(Task list):
a – Rewrite the caching notes between "CDN (Content Delivery" and "and returns it.", inclusive, with "edge server" changed to "edge location".
b – Carry the caching notes on past their final line.

(Text extract):
━━━━━━

What is Latency?
What is Availability?
What is Scalability?
What is Consistency?
What is Eventual Consistency?
What is Caching?
Handle high read traffic. Database becomes bottleneck. latency starts creeping up.
Reading a user profile from postgres may take 50 milliseconds, but reading from an in-memory cache like Redis takes just 1 millisecond. That's a 50x improvement in latency.
Caches reduce load on databases and cut latency drammatically. But they also create new challenges around invalidation and failure handling.
Caching shows up in multiple layers of a system - Browser Cache, CDNs cache, Applications cache, database built-in Cache
External Caching
A standalone cache service that your application talks to over the network. This is what most people think of when they hear caching.
You store frequently accessed data in something like Redis or Memcached so you do not have to hit the database everytime.
External caches scale well because every application server can share the same cache.
CDN (Content Delivery Network)
A CDN is a geographically distributed network of servers that caches content close to users.
NOTE: Modern CDNs like cloudflare can cache much more than static files. But the most common and impactful use of a CDN is still media delivery.
How it works:
- A user requests an image from your application.
- The request goes to the nearest edge server.
- If the image is cached there, it is returned immediately.
- If not, the CDN fetches it from the origin server, stores it, and returns it.
- Future users in that region get the image instantly from the CDN.

━━━━━━

(Data provided):
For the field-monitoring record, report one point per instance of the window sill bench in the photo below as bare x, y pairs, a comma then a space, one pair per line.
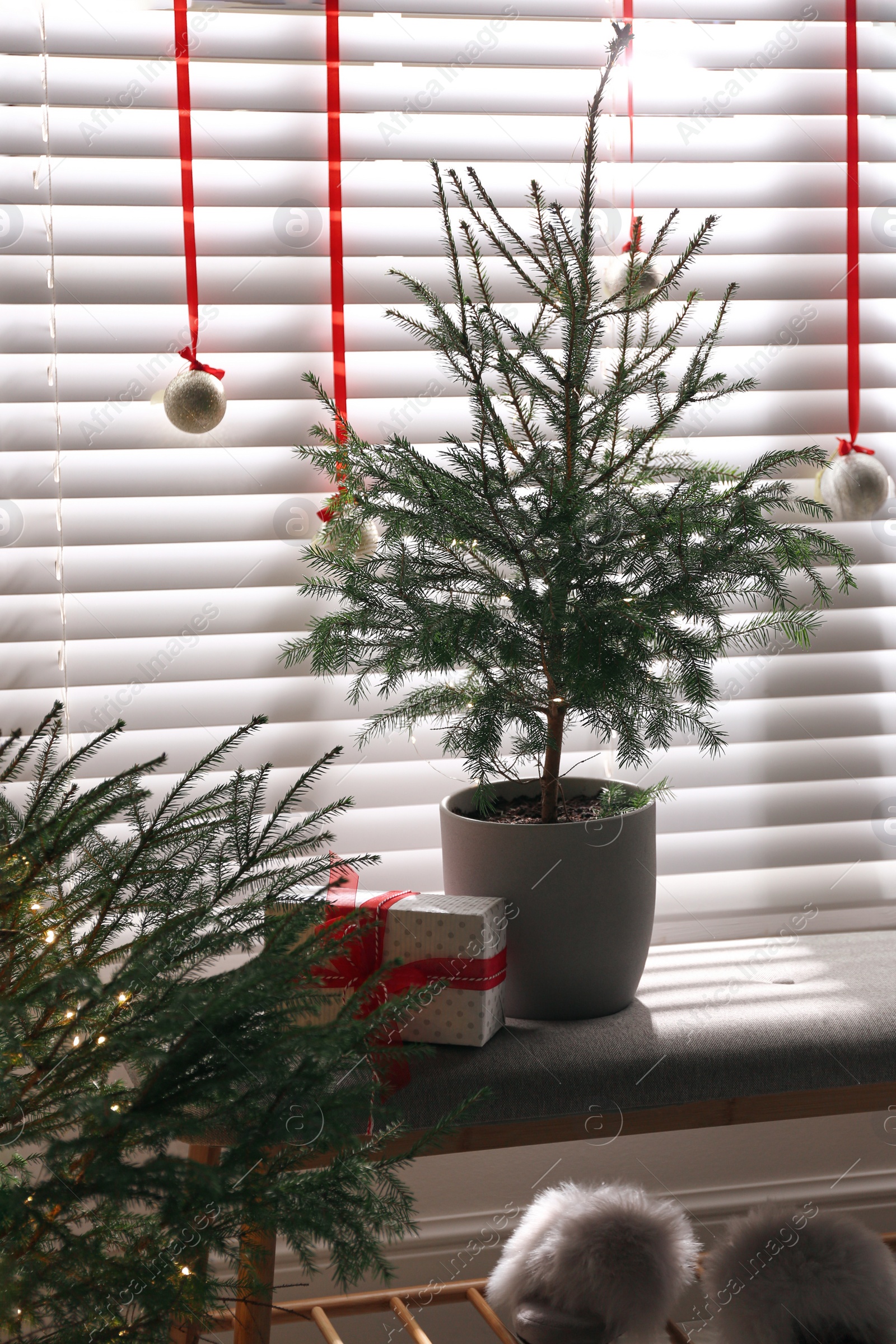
719, 1034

━━━━━━

(Answers below):
a –
CDN (Content Delivery Network)
A CDN is a geographically distributed network of servers that caches content close to users.
NOTE: Modern CDNs like cloudflare can cache much more than static files. But the most common and impactful use of a CDN is still media delivery.
How it works:
- A user requests an image from your application.
- The request goes to the nearest edge location.
- If the image is cached there, it is returned immediately.
- If not, the CDN fetches it from the origin server, stores it, and returns it.

b –
Prompt for Visualization: Without a CDN, every image request travels to your origin. If your server is in Virginia and the user is in India, that adds 250–300 ms of latency per request. With a CDN, the same image is served from a nearby edge server in 20–40 ms. That is a massive performance difference.
Client-Side Caching
Client-side caching stores data close to the requester to avoid unnecessary network calls. This usually means the user's device, like a browser (HTTP cache, localStorage) or mobile app using local memory or on-device storage.
In-Process Caching
Most candidates, and engineers, overlook the fact that servers run on machines with a lot of memory. You can use that memory to cache data directly inside the application process instead of always calling out to Redis or the database.
Reads from local memory are even faster than reads from Redis because they avoid any network call.
In-process caching is blazing fast, but it comes with obvious limitations. Each instance of your application has its own cache, so cached data is not shared across servers. If one instance updates or invalidates a cached value, the others will not know.
These are the four core cache patterns you should know for system design interviews.
Cache-Aside (Lazy Loading)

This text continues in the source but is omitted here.